[Elenco fornito]:
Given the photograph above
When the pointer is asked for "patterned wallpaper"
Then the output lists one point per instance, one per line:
==
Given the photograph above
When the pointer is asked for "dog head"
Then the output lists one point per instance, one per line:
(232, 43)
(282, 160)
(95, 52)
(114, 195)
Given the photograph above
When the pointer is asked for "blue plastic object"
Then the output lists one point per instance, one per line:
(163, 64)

[Dettagli dell'esercizio]: Raccogli dall'elenco qui sopra ogni riga in cui compare la parola "asked".

[Soluzione svolta]:
When the pointer is asked for "patterned wallpaper"
When the pointer is asked for "dog head"
When the pointer is asked for "blue plastic object"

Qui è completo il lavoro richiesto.